**Your goal:** Look through the data below, and copy each line that carries the word "rear".
───── Record excerpts ─────
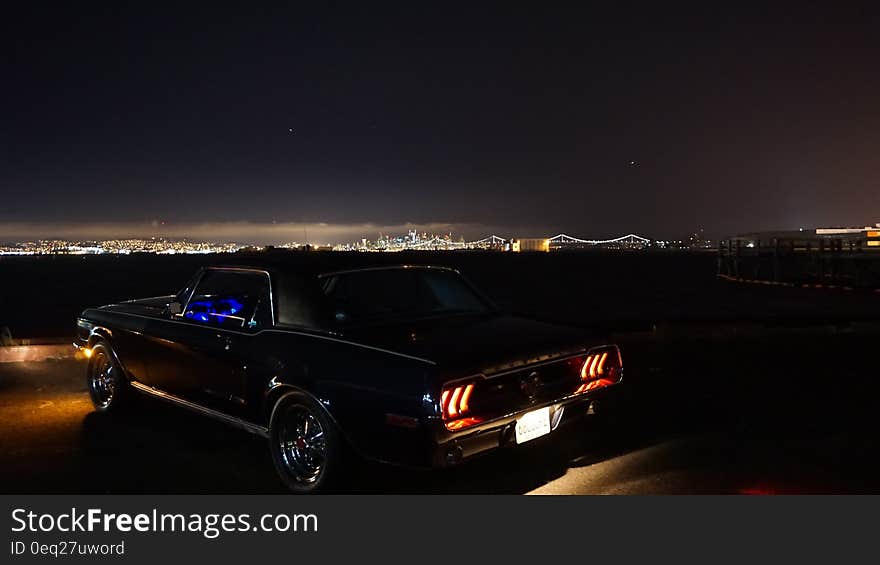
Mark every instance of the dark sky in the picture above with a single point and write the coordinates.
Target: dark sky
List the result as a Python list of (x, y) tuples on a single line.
[(735, 118)]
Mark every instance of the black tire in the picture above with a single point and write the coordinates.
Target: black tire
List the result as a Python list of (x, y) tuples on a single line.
[(108, 387), (308, 459)]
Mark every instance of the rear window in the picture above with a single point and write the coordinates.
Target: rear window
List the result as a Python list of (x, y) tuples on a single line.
[(400, 293)]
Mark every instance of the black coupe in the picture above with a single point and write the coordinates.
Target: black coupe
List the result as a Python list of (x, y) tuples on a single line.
[(402, 364)]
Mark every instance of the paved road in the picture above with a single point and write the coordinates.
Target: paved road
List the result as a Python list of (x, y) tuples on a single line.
[(738, 437)]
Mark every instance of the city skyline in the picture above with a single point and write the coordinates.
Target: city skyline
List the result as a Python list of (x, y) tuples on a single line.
[(602, 120)]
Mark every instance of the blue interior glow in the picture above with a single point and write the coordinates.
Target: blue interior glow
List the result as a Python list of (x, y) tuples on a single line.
[(207, 310)]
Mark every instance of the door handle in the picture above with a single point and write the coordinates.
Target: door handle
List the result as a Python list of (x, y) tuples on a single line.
[(227, 341)]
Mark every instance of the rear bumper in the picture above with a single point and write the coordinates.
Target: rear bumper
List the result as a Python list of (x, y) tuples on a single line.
[(454, 448)]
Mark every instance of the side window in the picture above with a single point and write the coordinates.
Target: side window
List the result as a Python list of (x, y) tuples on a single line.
[(231, 299)]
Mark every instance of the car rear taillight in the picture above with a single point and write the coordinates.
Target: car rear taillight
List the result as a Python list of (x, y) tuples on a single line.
[(602, 367), (455, 406)]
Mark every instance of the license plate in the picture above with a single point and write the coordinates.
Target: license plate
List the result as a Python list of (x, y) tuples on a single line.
[(533, 425)]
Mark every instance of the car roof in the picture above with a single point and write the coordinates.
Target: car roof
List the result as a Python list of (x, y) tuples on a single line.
[(322, 263)]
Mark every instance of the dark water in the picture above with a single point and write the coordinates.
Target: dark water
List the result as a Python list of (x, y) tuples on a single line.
[(41, 296)]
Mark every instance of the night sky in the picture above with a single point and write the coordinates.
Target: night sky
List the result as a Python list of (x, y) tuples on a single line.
[(593, 121)]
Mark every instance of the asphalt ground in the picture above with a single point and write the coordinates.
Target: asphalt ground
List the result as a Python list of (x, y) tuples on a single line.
[(780, 411)]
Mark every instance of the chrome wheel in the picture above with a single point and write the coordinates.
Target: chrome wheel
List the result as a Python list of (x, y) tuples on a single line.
[(302, 444), (102, 380)]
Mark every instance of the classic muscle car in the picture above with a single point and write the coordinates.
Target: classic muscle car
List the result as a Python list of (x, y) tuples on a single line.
[(405, 364)]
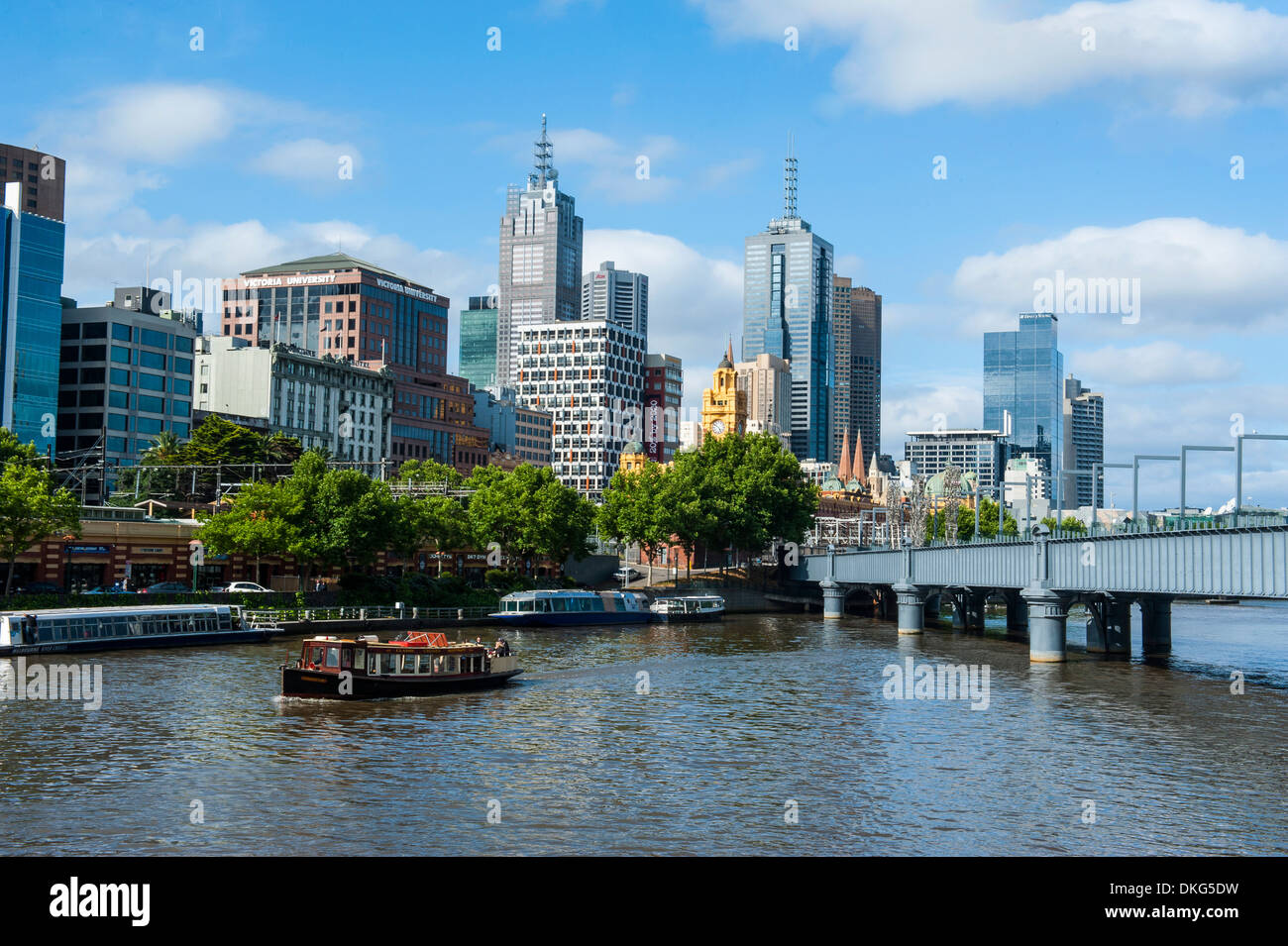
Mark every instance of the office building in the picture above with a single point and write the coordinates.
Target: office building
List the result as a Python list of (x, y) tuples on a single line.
[(325, 402), (857, 372), (42, 179), (540, 278), (616, 295), (359, 312), (590, 377), (664, 390), (980, 452), (31, 284), (1022, 392), (768, 382), (124, 378), (477, 345), (787, 312), (515, 431), (1083, 443)]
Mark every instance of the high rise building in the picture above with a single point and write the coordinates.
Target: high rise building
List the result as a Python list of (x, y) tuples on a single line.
[(617, 295), (342, 306), (857, 368), (982, 452), (787, 312), (540, 259), (664, 390), (590, 377), (477, 343), (124, 377), (326, 402), (1022, 394), (1083, 443), (768, 382), (31, 310), (40, 177)]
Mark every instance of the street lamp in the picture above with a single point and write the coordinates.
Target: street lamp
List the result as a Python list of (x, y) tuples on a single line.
[(1134, 480), (1237, 465), (1194, 447), (1098, 478)]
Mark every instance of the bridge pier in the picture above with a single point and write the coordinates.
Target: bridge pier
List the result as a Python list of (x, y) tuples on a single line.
[(912, 607), (1017, 614), (1109, 627), (1155, 624), (1048, 614), (833, 598)]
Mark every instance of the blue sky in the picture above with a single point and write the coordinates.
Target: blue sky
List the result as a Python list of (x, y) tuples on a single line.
[(1106, 162)]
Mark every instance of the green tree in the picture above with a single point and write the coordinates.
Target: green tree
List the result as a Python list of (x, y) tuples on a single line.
[(31, 510), (259, 523), (635, 510)]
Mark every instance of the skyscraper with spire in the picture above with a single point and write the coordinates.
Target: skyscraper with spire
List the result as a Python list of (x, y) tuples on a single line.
[(540, 273), (787, 312)]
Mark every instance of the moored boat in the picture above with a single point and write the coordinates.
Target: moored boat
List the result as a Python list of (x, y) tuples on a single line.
[(416, 663), (571, 606), (687, 607), (60, 630)]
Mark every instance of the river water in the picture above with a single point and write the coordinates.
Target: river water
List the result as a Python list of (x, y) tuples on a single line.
[(767, 734)]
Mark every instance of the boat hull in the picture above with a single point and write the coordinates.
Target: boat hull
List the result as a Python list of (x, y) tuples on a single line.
[(568, 618), (326, 686), (183, 640), (694, 618)]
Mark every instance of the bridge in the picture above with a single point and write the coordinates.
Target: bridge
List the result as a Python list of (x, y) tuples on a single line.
[(1041, 578)]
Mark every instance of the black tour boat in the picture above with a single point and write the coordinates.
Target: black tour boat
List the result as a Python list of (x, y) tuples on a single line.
[(416, 663)]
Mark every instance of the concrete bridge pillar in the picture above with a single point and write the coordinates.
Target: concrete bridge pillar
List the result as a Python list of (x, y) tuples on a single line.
[(833, 598), (1109, 626), (912, 607), (1155, 624), (1048, 613), (1017, 614)]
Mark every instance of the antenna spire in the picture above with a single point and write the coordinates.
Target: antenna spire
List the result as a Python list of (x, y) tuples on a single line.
[(790, 181), (542, 151)]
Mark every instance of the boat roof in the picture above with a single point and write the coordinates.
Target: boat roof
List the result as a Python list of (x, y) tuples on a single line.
[(114, 611)]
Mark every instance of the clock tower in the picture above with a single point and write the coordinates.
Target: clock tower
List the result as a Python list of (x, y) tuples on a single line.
[(724, 407)]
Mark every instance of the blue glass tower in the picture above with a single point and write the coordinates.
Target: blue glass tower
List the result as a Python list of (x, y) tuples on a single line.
[(787, 312), (1022, 374), (31, 282)]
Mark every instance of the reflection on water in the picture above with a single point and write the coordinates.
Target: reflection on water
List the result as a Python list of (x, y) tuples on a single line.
[(739, 718)]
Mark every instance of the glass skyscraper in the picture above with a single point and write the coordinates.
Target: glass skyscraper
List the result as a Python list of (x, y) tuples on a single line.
[(1024, 392), (787, 312), (31, 283), (478, 343)]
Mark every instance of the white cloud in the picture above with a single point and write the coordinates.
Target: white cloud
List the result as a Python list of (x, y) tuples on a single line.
[(1193, 277), (308, 159), (694, 299), (1192, 55), (1157, 364)]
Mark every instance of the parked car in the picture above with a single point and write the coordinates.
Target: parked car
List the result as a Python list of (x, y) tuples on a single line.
[(246, 585), (165, 588), (42, 588)]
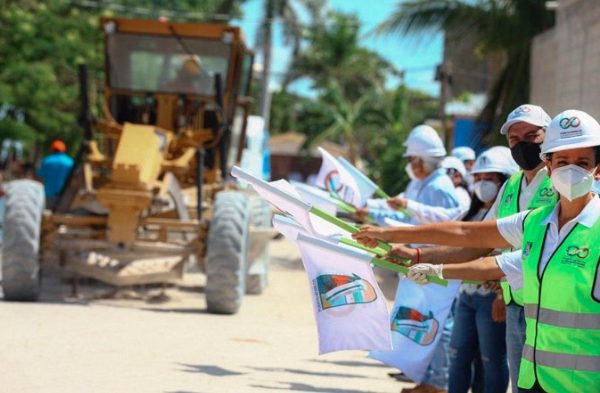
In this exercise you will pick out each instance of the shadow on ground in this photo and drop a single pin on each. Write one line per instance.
(303, 387)
(306, 372)
(213, 371)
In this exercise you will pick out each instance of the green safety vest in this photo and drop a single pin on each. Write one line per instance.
(562, 344)
(509, 205)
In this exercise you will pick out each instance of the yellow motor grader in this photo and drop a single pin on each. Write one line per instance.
(147, 194)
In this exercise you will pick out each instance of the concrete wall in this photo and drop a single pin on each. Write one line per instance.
(566, 61)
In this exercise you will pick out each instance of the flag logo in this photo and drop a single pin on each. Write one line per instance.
(336, 290)
(416, 326)
(332, 182)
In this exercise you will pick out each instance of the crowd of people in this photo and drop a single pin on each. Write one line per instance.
(524, 222)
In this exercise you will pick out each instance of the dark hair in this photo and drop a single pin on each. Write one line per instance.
(477, 204)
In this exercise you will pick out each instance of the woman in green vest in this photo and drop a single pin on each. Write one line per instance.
(559, 265)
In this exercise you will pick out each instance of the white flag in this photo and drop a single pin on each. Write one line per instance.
(417, 322)
(329, 177)
(350, 309)
(366, 187)
(335, 178)
(284, 196)
(317, 197)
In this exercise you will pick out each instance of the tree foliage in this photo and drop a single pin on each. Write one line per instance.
(352, 106)
(501, 26)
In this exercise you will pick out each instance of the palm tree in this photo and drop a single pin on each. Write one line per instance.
(284, 11)
(501, 26)
(348, 117)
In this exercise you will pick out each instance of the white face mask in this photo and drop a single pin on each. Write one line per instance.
(572, 181)
(409, 171)
(486, 190)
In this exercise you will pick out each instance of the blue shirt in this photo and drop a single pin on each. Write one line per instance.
(54, 171)
(435, 190)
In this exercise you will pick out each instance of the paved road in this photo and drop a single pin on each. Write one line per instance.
(170, 345)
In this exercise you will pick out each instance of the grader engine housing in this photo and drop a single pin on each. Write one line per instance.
(147, 197)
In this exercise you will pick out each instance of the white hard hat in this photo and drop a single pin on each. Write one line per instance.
(424, 141)
(495, 159)
(454, 163)
(531, 114)
(463, 153)
(571, 129)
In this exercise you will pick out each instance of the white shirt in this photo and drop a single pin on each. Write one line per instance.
(511, 229)
(527, 192)
(464, 198)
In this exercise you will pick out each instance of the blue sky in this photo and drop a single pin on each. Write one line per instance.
(418, 56)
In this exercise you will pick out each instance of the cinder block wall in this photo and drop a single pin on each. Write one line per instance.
(565, 65)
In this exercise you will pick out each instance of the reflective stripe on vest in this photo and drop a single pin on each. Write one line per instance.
(562, 360)
(562, 318)
(509, 205)
(562, 352)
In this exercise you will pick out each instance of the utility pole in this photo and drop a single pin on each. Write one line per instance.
(443, 74)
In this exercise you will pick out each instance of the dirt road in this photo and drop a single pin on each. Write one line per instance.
(171, 345)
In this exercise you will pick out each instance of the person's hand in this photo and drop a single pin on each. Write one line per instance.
(498, 310)
(368, 235)
(492, 286)
(418, 273)
(361, 214)
(400, 253)
(397, 203)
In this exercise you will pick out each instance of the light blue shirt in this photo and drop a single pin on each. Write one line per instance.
(54, 171)
(435, 190)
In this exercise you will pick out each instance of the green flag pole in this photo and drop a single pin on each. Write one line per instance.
(344, 225)
(381, 193)
(403, 269)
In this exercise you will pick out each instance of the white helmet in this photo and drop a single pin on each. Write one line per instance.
(424, 141)
(531, 114)
(495, 159)
(571, 129)
(454, 163)
(463, 153)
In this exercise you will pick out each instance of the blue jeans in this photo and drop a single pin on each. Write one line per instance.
(437, 372)
(473, 329)
(515, 340)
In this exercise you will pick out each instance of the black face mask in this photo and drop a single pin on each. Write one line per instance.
(526, 154)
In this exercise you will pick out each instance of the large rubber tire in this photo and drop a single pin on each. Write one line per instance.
(225, 261)
(261, 215)
(23, 210)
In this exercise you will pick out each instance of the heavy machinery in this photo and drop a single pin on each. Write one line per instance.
(147, 194)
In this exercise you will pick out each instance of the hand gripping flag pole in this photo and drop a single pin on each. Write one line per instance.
(291, 229)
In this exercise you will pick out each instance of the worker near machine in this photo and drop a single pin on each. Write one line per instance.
(54, 171)
(558, 266)
(190, 79)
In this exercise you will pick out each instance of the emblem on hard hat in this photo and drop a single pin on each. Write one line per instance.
(569, 122)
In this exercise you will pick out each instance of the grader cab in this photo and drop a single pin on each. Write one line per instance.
(147, 196)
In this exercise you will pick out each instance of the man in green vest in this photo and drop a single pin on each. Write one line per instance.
(527, 189)
(559, 268)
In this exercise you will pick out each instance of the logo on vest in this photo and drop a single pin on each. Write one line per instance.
(526, 250)
(576, 256)
(547, 192)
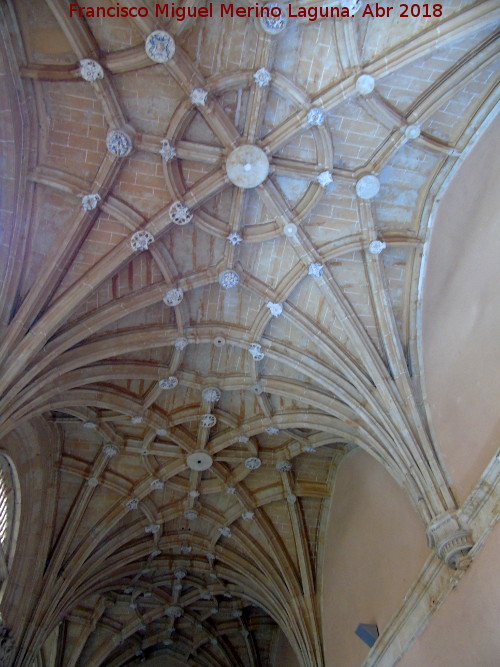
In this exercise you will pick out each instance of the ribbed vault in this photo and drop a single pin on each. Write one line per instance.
(266, 330)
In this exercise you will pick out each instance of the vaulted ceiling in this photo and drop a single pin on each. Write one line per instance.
(204, 354)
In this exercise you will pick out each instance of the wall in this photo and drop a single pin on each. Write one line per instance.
(461, 317)
(375, 547)
(285, 656)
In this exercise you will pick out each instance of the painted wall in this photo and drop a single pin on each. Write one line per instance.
(461, 317)
(375, 547)
(464, 631)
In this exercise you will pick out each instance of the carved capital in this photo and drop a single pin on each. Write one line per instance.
(451, 540)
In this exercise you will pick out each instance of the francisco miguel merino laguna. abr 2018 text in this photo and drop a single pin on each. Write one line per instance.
(231, 10)
(223, 9)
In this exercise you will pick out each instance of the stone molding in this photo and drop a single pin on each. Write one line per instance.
(436, 581)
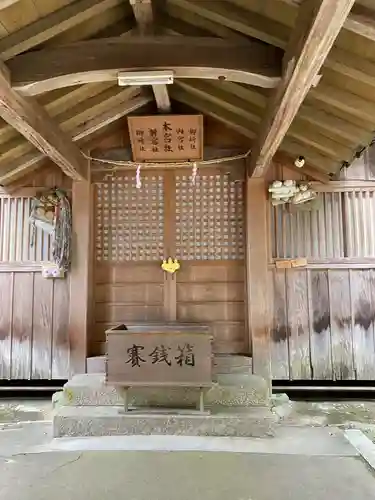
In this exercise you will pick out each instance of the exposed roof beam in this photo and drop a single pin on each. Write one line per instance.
(71, 117)
(251, 62)
(33, 122)
(144, 15)
(212, 17)
(312, 42)
(17, 168)
(357, 22)
(240, 125)
(302, 132)
(51, 25)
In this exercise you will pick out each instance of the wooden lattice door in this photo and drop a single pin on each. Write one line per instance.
(200, 224)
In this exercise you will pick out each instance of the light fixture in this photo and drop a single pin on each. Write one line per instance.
(138, 78)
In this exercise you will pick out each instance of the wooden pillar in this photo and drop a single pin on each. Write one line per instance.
(81, 273)
(257, 276)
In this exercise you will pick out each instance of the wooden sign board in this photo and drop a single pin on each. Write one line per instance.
(166, 138)
(158, 359)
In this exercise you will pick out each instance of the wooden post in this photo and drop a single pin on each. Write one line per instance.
(81, 273)
(257, 276)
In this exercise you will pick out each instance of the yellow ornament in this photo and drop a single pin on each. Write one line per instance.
(170, 265)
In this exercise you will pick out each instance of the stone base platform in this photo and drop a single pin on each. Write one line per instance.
(70, 421)
(229, 390)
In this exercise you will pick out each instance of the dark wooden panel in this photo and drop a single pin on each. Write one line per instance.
(22, 325)
(42, 328)
(362, 284)
(60, 342)
(134, 293)
(206, 292)
(5, 324)
(298, 319)
(211, 311)
(123, 313)
(280, 330)
(320, 325)
(341, 324)
(133, 273)
(211, 272)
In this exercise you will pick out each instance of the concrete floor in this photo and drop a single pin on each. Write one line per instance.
(140, 475)
(301, 462)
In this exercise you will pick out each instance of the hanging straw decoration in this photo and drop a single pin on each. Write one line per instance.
(194, 173)
(138, 181)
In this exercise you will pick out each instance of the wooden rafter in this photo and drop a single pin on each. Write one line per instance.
(310, 137)
(33, 122)
(49, 26)
(101, 60)
(312, 42)
(239, 124)
(144, 15)
(80, 133)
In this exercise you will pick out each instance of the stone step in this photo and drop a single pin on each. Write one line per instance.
(229, 390)
(72, 421)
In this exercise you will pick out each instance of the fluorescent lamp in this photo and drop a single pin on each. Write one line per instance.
(145, 78)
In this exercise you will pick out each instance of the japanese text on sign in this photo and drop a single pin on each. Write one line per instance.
(159, 358)
(166, 138)
(162, 354)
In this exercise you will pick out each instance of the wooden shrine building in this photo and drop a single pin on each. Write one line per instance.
(265, 90)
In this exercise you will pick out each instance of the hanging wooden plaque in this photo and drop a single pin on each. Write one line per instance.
(166, 138)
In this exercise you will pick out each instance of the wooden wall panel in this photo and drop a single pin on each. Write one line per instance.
(341, 328)
(362, 322)
(280, 330)
(6, 298)
(323, 324)
(320, 324)
(213, 292)
(61, 347)
(23, 314)
(34, 312)
(298, 317)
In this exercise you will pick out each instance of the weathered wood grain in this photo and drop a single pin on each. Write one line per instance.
(5, 324)
(280, 331)
(316, 29)
(42, 328)
(341, 325)
(362, 322)
(113, 54)
(33, 122)
(60, 348)
(22, 339)
(320, 325)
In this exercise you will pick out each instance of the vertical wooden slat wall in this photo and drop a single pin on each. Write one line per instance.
(34, 340)
(324, 314)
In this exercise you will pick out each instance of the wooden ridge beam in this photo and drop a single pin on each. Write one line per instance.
(317, 30)
(80, 134)
(144, 15)
(33, 122)
(90, 61)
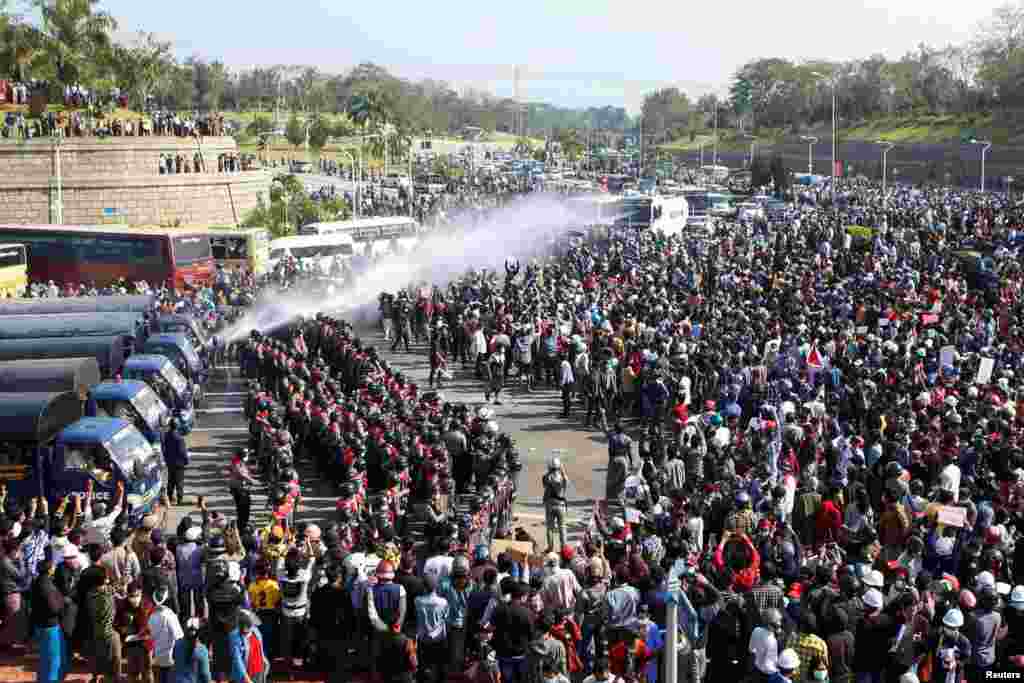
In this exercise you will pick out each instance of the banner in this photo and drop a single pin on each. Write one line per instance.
(985, 371)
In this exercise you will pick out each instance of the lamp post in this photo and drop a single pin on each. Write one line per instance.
(886, 146)
(58, 208)
(351, 159)
(832, 81)
(715, 151)
(985, 145)
(754, 146)
(811, 141)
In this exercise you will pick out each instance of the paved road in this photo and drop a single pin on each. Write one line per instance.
(530, 419)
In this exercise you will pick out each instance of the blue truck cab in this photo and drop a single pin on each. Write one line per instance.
(164, 378)
(48, 449)
(179, 324)
(180, 351)
(108, 451)
(135, 402)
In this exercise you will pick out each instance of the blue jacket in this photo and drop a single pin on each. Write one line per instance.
(239, 647)
(175, 450)
(197, 671)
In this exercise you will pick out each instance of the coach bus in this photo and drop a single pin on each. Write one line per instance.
(641, 212)
(177, 257)
(367, 229)
(13, 270)
(315, 249)
(242, 248)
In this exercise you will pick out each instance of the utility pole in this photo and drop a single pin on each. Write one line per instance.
(715, 153)
(640, 165)
(58, 209)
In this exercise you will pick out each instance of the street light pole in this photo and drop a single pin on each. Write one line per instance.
(715, 153)
(754, 146)
(811, 141)
(351, 159)
(58, 212)
(886, 146)
(985, 145)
─────
**Response to this exercise:**
Mark every instance of the rear window in the picture above with a single point and write the coordinates.
Target: rear window
Mark every instance of the rear bumper in the picture above with a single point and write the coordinates.
Target: rear bumper
Mark every instance of the car rear taillight in the picture above with a single point and write the coordinates.
Target: car rear taillight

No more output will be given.